PROVIDED TEXT >>
━━━━━━━━
DNA leads to arrest in decades-old California homicide
Investigators went through same database used to catch suspected Golden Gate Killer
Northern California authorities say they have cracked a 45-year-old homicide case using the same publicly available DNA database investigators accessed to arrest alleged Golden State Killer Joseph DeAngelo.
The Santa Clara County sheriff's department said Wednesday that officers arrested 74-year-old John Arthur Getreu on suspicion of killing 21-year-old Leslie Perlov in 1973.
Perlov's body was found under an oak tree near Stanford University and her panty hose were stuffed in her mouth. She had been strangled and the case went unsolved for decades.
Investigators taking another look at the case in July found an unknown man's DNA among the evidence.
They were led to Getreu after they submitted the evidence to the Virginia-based DNA technology company Parabon NanoLab, which uses the public genealogical database GEDmatch to generate a number of family trees connected to the sample.
Two scientists launched the database in 2010 to help amateur and professional genealogical researchers. The database doesn't collect DNA samples directly. Instead it aggregates results from commercial sites like 23andMe submitted by users. Researchers upload their DNA samples to GEDmatch in search of matches, which usually comes in the form of several family trees rather than one individual.
A growing number of investigators across the country are turning to GEDmatch for help after the FBI's national DNA database fails to find a match. DeAngelo was the first suspect arrested using the company's database in September. DeAngelo has been charged with raping and killing 13 women decades ago.
Police arrested Getreu on Tuesday at his Hayward, Calif., home about 50 kilometres southeast of San Francisco.
He is being held in the Santa Clara County jail with no bail. Jail records don't indicate if he's represented by an attorney.
━━━━━━━━
RECORDS PROVIDED >>
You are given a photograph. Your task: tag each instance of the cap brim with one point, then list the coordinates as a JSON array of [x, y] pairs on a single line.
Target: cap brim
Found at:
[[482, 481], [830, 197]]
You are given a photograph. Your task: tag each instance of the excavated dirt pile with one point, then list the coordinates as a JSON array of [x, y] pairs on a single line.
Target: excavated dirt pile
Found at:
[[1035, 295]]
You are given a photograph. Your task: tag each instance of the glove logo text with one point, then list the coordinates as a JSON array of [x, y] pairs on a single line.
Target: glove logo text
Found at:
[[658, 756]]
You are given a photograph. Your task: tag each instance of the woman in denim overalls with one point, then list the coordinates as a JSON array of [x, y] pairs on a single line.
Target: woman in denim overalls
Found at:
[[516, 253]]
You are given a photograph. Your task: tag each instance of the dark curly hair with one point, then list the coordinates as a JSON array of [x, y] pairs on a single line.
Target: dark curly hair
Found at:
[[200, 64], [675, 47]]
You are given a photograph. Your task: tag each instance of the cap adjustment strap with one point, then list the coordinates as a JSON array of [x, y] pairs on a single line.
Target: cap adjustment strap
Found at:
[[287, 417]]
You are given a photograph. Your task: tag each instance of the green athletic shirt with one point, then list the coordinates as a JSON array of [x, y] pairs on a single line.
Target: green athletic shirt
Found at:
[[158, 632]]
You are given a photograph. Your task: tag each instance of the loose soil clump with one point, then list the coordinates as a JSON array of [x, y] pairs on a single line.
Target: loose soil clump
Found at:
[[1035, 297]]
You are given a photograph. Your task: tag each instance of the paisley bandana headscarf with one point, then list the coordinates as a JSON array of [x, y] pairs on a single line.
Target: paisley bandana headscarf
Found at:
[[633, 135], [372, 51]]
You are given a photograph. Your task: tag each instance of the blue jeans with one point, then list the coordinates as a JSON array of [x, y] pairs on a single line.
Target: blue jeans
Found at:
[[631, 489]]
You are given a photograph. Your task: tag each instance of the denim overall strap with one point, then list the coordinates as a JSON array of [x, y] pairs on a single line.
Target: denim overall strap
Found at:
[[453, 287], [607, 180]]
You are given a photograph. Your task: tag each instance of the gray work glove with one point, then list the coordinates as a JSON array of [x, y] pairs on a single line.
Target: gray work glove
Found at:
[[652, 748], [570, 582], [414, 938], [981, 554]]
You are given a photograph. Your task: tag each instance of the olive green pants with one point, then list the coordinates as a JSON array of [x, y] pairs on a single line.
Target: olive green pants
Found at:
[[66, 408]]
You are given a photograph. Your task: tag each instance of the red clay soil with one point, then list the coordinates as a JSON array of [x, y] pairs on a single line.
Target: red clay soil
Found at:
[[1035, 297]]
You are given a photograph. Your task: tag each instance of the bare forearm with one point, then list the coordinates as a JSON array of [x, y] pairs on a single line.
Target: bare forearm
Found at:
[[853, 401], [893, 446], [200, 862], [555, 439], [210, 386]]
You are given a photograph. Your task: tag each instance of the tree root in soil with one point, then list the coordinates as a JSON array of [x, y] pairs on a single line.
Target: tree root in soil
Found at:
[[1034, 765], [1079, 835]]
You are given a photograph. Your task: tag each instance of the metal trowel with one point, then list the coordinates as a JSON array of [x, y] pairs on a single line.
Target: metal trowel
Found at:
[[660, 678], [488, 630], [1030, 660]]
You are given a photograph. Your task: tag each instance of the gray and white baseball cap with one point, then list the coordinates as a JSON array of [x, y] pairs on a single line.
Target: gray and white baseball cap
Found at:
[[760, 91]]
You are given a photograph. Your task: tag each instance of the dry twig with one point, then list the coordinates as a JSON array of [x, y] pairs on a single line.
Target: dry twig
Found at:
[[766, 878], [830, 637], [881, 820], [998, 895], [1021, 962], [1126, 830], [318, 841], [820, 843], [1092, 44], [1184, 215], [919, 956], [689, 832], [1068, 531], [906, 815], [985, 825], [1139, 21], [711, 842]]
━━━━━━━━
REQUIRED ACTION A >>
In the article on the Perlov homicide arrest, where was Leslie Perlov's body found?
REQUIRED ACTION B >>
Write out the passage of the article on the Perlov homicide arrest that runs from "Investigators taking another" up to and including "than one individual.", reproducing every word and punctuation mark unchanged.

TASK RESULT A >>
Under an oak tree near Stanford University.

TASK RESULT B >>
Investigators taking another look at the case in July found an unknown man's DNA among the evidence.
They were led to Getreu after they submitted the evidence to the Virginia-based DNA technology company Parabon NanoLab, which uses the public genealogical database GEDmatch to generate a number of family trees connected to the sample.
Two scientists launched the database in 2010 to help amateur and professional genealogical researchers. The database doesn't collect DNA samples directly. Instead it aggregates results from commercial sites like 23andMe submitted by users. Researchers upload their DNA samples to GEDmatch in search of matches, which usually comes in the form of several family trees rather than one individual.